→ **INFORMATION SUPPLIED**:
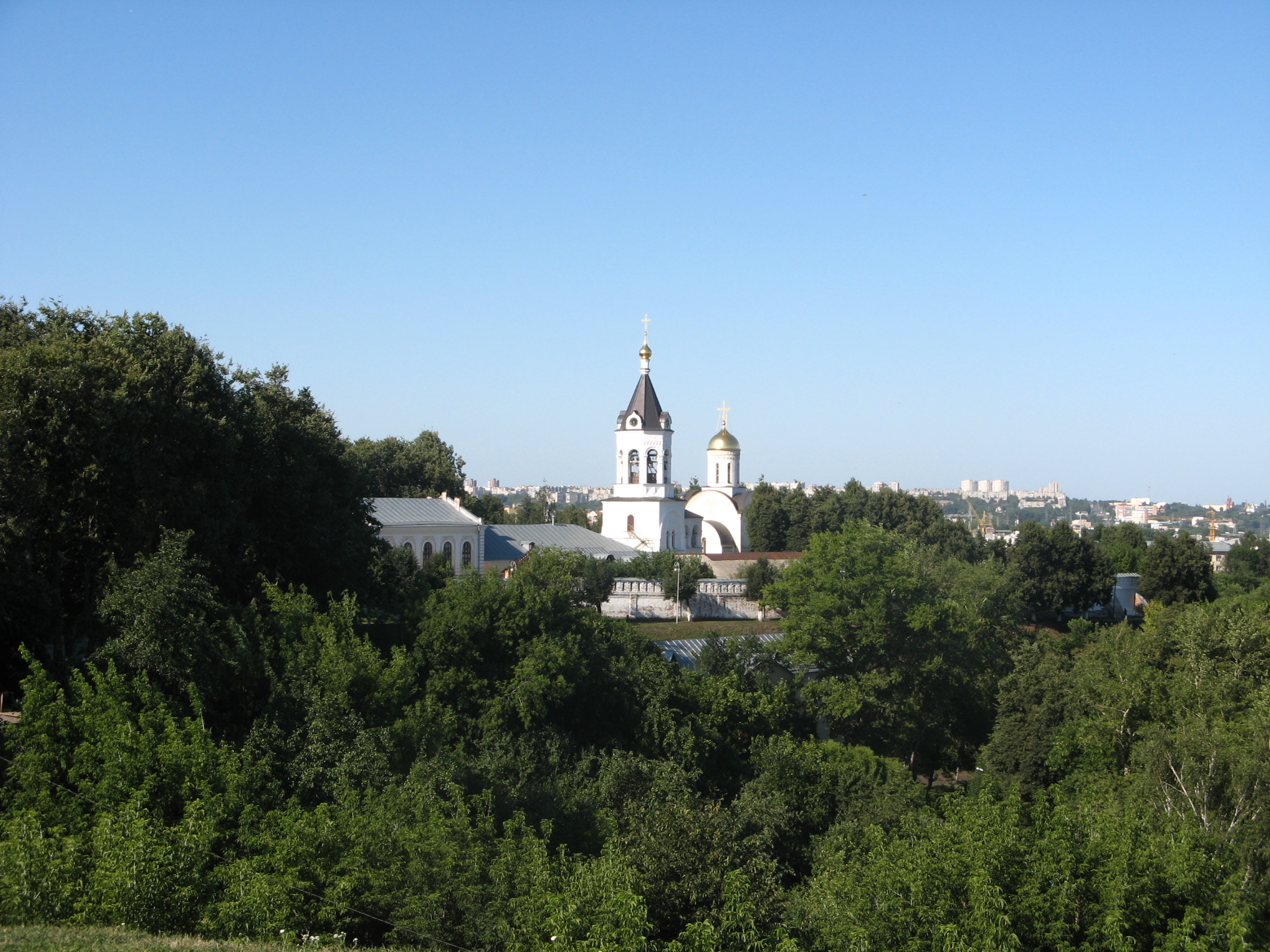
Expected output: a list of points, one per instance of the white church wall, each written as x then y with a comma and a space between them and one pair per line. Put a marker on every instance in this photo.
717, 598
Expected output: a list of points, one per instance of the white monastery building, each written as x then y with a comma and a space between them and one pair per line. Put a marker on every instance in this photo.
643, 511
430, 527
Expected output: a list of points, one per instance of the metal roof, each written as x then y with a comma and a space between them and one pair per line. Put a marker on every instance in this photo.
511, 543
685, 651
400, 511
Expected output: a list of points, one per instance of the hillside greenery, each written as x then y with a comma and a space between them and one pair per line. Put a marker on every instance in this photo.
225, 738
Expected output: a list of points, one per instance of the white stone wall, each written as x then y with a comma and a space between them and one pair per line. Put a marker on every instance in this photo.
715, 598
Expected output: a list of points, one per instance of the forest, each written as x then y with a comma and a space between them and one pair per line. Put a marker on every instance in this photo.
244, 716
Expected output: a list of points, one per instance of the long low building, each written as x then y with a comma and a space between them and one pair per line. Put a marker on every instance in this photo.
440, 526
507, 545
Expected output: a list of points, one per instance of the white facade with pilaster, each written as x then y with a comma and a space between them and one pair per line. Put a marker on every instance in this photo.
722, 503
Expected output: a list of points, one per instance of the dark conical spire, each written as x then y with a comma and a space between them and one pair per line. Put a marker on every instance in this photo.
644, 403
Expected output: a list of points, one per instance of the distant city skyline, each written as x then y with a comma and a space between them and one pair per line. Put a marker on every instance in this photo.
911, 243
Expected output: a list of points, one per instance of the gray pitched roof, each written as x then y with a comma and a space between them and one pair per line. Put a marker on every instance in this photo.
399, 511
644, 403
685, 651
511, 543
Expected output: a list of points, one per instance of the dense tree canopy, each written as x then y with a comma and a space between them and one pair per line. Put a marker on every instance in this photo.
1178, 571
423, 466
1060, 569
785, 520
113, 429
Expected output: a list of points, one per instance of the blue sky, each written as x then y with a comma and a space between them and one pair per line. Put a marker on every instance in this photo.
906, 241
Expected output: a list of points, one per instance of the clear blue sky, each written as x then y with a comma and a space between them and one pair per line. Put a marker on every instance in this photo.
906, 241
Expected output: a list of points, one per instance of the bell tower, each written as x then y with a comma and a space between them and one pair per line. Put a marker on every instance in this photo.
643, 511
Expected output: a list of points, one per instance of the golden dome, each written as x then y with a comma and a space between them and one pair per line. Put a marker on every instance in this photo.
724, 441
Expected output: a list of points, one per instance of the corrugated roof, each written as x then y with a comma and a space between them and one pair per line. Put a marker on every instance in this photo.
685, 651
509, 543
400, 511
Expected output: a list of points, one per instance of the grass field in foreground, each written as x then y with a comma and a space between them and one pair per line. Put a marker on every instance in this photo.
92, 938
704, 627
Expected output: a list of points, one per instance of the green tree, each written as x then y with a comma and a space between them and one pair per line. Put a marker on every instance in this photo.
572, 515
596, 579
1247, 564
1178, 571
423, 466
537, 509
489, 508
154, 430
908, 645
1123, 545
758, 575
1060, 569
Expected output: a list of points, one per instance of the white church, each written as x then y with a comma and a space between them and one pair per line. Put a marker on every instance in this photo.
643, 512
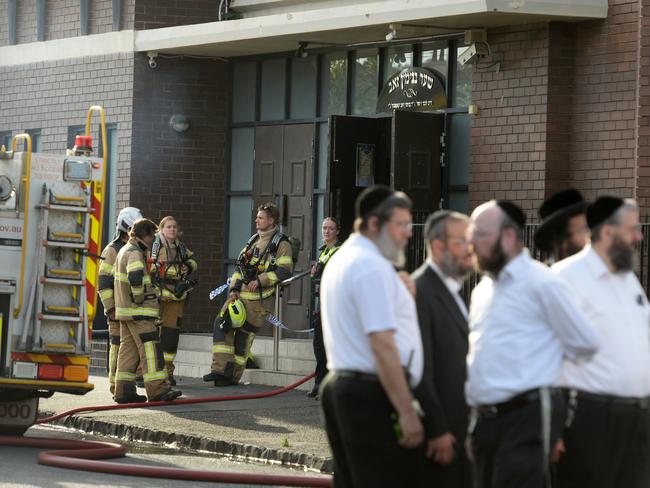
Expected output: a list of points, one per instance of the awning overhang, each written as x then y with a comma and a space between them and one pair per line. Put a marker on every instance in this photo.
357, 23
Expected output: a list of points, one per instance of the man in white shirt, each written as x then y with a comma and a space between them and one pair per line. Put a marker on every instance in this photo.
374, 350
608, 441
522, 324
442, 314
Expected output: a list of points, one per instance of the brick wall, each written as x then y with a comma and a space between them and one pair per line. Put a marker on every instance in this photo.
25, 21
152, 14
183, 174
53, 96
643, 116
62, 19
4, 34
508, 137
604, 118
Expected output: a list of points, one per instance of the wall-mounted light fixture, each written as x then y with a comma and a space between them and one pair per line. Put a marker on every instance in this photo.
179, 123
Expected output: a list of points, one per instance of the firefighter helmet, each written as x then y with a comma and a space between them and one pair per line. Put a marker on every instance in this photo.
126, 218
237, 313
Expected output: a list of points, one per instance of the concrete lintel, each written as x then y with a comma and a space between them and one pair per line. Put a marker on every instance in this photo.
72, 47
353, 23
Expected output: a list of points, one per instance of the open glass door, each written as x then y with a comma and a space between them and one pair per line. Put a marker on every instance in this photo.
359, 157
416, 169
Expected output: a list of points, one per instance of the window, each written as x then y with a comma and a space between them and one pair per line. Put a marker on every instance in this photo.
273, 89
240, 217
397, 59
364, 84
37, 142
458, 179
241, 165
435, 56
303, 88
463, 87
334, 83
244, 81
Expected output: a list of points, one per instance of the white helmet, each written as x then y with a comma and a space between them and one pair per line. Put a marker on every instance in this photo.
126, 218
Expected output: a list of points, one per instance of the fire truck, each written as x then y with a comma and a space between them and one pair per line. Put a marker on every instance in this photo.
50, 239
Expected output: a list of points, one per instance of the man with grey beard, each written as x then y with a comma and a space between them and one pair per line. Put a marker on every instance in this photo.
374, 350
608, 440
442, 315
522, 323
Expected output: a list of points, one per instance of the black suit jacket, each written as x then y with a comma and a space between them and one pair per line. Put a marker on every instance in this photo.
444, 338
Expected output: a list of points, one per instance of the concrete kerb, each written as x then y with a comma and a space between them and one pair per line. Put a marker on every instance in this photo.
239, 451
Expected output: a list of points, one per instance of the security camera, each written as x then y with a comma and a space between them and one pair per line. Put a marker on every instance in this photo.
152, 55
393, 32
474, 53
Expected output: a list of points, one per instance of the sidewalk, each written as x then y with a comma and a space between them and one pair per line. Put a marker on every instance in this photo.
284, 428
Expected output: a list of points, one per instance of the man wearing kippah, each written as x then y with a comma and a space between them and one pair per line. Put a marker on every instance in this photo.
607, 439
563, 230
374, 350
522, 324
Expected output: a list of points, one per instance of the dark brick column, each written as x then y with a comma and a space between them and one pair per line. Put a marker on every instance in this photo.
183, 174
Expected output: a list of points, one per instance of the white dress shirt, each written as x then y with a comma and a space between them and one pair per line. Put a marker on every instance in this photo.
453, 285
617, 306
521, 326
360, 294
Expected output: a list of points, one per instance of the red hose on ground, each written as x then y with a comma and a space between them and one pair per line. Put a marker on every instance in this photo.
83, 455
221, 398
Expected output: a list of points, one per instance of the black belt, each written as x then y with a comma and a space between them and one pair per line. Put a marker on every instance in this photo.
514, 403
636, 402
356, 375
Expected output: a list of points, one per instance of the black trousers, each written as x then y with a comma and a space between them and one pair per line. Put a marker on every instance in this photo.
458, 474
359, 423
509, 448
319, 351
607, 446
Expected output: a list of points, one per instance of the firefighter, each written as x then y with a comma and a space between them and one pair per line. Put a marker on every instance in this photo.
136, 307
330, 230
125, 220
174, 262
265, 261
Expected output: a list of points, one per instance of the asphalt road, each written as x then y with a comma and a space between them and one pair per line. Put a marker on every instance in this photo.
19, 468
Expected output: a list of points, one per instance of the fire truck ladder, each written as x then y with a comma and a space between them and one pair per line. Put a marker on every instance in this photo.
60, 294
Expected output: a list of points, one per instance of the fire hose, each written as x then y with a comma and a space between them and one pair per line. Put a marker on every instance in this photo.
91, 455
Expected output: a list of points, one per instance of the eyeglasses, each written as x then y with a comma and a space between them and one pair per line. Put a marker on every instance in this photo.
405, 226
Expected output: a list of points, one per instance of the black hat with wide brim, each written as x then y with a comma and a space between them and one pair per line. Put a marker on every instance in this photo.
555, 212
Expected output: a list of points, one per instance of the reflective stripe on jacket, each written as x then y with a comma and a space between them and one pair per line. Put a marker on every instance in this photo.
271, 269
106, 274
169, 254
135, 296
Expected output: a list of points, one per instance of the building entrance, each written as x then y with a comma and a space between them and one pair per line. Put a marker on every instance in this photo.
404, 151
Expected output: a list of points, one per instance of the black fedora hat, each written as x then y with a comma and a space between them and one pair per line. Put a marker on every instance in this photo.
555, 212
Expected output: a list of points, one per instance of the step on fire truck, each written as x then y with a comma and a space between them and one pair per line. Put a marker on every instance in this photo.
50, 238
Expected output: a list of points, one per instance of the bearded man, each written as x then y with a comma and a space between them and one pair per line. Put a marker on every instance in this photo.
608, 440
522, 324
374, 350
442, 314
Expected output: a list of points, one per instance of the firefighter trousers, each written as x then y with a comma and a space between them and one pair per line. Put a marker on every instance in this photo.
171, 314
139, 344
113, 351
230, 350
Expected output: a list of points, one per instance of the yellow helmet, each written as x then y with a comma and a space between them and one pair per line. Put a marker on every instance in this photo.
237, 313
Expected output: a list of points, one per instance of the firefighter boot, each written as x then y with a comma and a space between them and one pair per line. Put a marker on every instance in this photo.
129, 395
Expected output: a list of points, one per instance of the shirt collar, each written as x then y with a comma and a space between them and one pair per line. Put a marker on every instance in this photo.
595, 263
360, 240
514, 267
453, 284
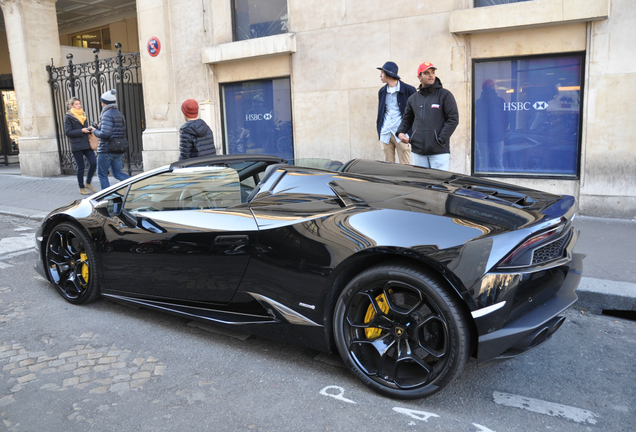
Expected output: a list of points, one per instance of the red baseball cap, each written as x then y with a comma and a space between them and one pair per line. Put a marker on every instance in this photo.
425, 66
190, 108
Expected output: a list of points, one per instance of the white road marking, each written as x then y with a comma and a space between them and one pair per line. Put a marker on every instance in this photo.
482, 428
542, 407
417, 415
15, 244
338, 396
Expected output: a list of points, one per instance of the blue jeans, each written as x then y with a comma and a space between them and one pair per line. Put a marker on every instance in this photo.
92, 166
110, 161
439, 161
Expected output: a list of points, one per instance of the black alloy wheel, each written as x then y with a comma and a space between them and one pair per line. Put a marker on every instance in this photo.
71, 263
401, 332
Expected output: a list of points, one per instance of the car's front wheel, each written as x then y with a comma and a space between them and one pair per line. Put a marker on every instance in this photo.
71, 263
401, 332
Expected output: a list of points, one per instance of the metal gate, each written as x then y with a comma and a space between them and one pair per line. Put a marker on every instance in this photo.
87, 81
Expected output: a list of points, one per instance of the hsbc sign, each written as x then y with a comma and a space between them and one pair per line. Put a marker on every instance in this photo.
258, 117
525, 106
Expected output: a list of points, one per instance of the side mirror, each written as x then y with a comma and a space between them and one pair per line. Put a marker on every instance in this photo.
114, 207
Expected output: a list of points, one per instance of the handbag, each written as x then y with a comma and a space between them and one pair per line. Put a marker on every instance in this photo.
118, 145
93, 141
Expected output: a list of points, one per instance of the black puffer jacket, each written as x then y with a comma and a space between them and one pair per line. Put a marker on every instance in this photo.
195, 139
111, 125
73, 130
433, 116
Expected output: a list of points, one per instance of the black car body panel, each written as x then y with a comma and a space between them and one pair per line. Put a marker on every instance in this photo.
274, 262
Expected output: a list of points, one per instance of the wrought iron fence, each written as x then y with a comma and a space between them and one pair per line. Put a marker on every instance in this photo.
87, 81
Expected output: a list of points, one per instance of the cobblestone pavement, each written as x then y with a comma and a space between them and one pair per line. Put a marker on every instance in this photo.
84, 366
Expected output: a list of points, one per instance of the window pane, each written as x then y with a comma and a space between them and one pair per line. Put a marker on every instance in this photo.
479, 3
259, 18
526, 116
106, 38
257, 117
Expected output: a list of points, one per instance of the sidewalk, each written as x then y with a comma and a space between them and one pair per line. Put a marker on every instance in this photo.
609, 269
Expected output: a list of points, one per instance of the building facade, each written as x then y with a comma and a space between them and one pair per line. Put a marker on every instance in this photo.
543, 87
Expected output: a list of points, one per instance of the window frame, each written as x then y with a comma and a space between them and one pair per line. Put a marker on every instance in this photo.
235, 34
224, 131
477, 3
476, 90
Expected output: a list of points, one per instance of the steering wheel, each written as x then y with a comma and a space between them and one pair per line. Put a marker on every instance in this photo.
195, 198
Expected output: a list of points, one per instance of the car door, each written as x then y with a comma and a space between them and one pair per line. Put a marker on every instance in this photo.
182, 235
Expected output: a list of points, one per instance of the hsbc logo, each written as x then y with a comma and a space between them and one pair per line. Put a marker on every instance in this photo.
525, 106
258, 117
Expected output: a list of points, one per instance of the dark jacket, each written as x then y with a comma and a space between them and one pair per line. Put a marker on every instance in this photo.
73, 130
111, 125
195, 139
403, 95
432, 115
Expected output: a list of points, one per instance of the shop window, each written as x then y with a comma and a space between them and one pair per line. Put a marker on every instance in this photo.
526, 116
95, 38
9, 123
258, 18
257, 117
480, 3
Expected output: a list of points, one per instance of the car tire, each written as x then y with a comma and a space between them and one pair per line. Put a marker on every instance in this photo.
71, 263
401, 332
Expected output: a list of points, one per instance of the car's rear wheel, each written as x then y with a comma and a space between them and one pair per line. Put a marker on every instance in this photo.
401, 332
71, 263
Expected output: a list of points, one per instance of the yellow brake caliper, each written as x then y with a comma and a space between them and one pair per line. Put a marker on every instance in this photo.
374, 332
84, 261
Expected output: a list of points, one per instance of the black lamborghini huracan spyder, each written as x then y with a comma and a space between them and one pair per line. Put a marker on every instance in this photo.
405, 271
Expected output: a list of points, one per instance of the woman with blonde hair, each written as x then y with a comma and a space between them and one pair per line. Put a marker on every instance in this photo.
76, 128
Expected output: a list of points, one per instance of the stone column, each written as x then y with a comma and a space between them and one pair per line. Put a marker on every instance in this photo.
175, 74
161, 136
33, 40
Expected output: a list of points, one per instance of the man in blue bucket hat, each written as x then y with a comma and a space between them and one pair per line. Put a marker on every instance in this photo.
392, 99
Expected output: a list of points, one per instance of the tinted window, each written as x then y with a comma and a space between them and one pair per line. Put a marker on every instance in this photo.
257, 117
479, 3
186, 189
527, 116
259, 18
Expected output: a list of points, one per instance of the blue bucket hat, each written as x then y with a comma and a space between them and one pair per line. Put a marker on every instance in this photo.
390, 69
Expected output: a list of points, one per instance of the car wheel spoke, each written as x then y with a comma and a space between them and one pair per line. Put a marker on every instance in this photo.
69, 263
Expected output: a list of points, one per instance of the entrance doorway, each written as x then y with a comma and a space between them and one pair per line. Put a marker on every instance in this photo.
9, 127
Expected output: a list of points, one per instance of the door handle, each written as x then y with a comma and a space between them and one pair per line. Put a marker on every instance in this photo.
231, 240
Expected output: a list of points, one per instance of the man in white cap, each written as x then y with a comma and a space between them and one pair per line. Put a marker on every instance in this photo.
391, 104
432, 116
112, 134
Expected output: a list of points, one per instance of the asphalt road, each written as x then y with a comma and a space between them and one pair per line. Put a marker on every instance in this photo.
109, 367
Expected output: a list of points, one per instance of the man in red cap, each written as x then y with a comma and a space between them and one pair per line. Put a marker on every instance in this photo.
432, 115
195, 136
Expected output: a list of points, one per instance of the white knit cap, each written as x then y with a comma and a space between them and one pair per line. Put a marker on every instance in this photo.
109, 97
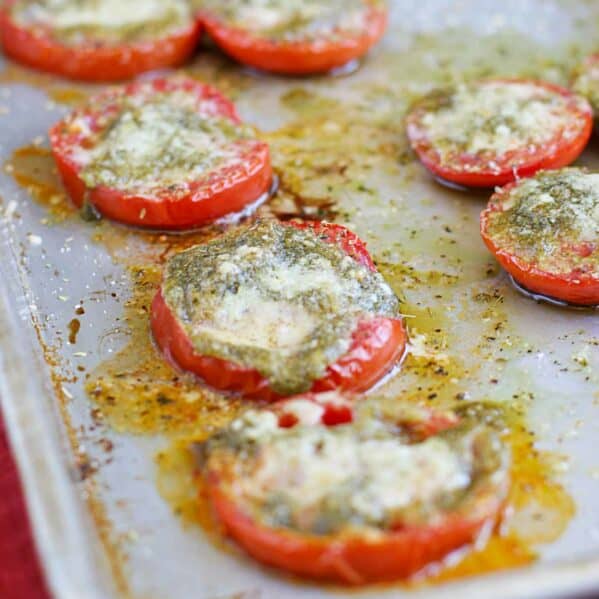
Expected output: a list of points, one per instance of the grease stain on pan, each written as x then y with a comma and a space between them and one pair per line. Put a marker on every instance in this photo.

→ **YOUR TASK**: Copy the entries above exactly from the line with "of the door" down to their last line, both ends included. Do not copy any pictures.

→ **WRITTEN RESPONSE**:
Expected output: a list of points, one per instance of the door handle, each written as x then y with a comma and a space between them and one pair per line. Put a marker on every instance in this photo.
231, 240
Expected output: a list of points, one per instance of the man in white cap, each written as x then y with a comma and a space between them and one pair per line. Put a marker on every instance in this photo.
391, 104
432, 116
112, 134
Expected output: a list of points, one per instance of the asphalt road, each written as x then y with a comma and a space between them and one pair per line. Put a marker on every instance in this photo.
109, 367
Expected output: a list of points, one per instance of the man in red cap, each written as x then y with a comma and a space between them and one pair per line. Put a marker on every instance in this photo.
432, 115
195, 136
Expected output: a list of points, one per instance of the white knit cap, each written as x then y with a comma and a space between them and one pair per line. Put a marker on every instance in this photo.
109, 97
Expected output: a list of points, one per instance of the grease stain on pan, each written as x then y with a comma and a space between them and one pair per line. Put a marker on every instance in this photo.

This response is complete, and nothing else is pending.